Problem =
Could you copy the listing below line for line, without changing a single character?

Collected data:
"""
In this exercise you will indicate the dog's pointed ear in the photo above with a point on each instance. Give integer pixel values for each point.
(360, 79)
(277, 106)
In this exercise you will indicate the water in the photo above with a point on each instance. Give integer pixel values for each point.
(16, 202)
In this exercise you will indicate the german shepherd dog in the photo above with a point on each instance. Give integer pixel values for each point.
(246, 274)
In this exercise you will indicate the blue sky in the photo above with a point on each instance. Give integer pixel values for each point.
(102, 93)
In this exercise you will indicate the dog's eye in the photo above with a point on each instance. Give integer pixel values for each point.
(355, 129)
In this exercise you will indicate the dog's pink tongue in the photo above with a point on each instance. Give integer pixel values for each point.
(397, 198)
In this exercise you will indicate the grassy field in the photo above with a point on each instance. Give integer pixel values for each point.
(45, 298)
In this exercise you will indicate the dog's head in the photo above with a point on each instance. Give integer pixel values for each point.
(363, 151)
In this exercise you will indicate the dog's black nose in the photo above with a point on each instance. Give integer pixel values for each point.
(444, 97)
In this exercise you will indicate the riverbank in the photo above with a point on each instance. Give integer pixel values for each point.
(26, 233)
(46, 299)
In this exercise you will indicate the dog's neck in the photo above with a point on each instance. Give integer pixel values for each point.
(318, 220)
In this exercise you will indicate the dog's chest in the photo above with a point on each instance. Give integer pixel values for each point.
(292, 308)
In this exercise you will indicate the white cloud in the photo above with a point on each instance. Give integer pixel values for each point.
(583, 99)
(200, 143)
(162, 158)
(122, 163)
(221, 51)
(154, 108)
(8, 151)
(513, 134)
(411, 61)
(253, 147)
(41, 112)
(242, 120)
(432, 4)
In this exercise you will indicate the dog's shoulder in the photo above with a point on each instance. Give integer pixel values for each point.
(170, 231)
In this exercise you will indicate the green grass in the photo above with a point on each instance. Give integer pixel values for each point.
"""
Reply =
In this exercise you will indicate the dog's pointed ear in the photo above with a point on each instance. Give integer pixel values for each point.
(360, 79)
(277, 106)
In this exercise you will indicate the water in the photo above with a point on each instance. Give integer pixel values for each point.
(16, 202)
In this exercise you will indicate the german shepherd dog in the photo above with a point on each instance. Give integer pixel values for each point.
(246, 274)
In this exercise you will indicate the blue sky in the photo above with a point on each instance. Give integer pixel values for each point.
(102, 93)
In this exercise you will indicate the dog's eye in the photo above with a point on each instance. Give integer pixel values for each point.
(355, 129)
In this exercise you will indicate the dog's pink tongue in the photo above with a point on each instance. Give integer pixel values for each point.
(397, 198)
In this exercise you will indicate the grassy field in the photo above with a point on each instance. Give integer pixel values for each point.
(45, 298)
In this exercise you will indicate the dog's head in the photo above with a point on each instance. Give integer pixel values for each point.
(363, 151)
In this exercise you will indicate the dog's black nose in the photo above with a point on each instance. Give integer pixel values for each point.
(444, 97)
In this exercise you will indicate the riverbank in the photo above with a point on each instance. Give integer pixel values for each point.
(26, 233)
(46, 299)
In this exercise you will indicate the dog's neck in the photo above with a point on each instance. Give integer pixel values for each point.
(318, 220)
In this exercise you will indicate the dog's chest in the photo above with a point on each instance. Give integer pixel values for each point.
(292, 308)
In this exercise you will indicate the white cloud in the photo above with a point on each instance. Give integer pixel values for each point.
(583, 99)
(200, 143)
(162, 158)
(122, 163)
(221, 51)
(154, 108)
(8, 151)
(513, 134)
(411, 61)
(253, 147)
(41, 112)
(242, 120)
(432, 4)
In this exercise you will indicate the dog's shoulder in the photo above with a point on each instance. Give integer pixel values for each point.
(170, 231)
In this exercise you will indicate the green grass in the photo above with a point on each instance. Give integer pixel values for each point.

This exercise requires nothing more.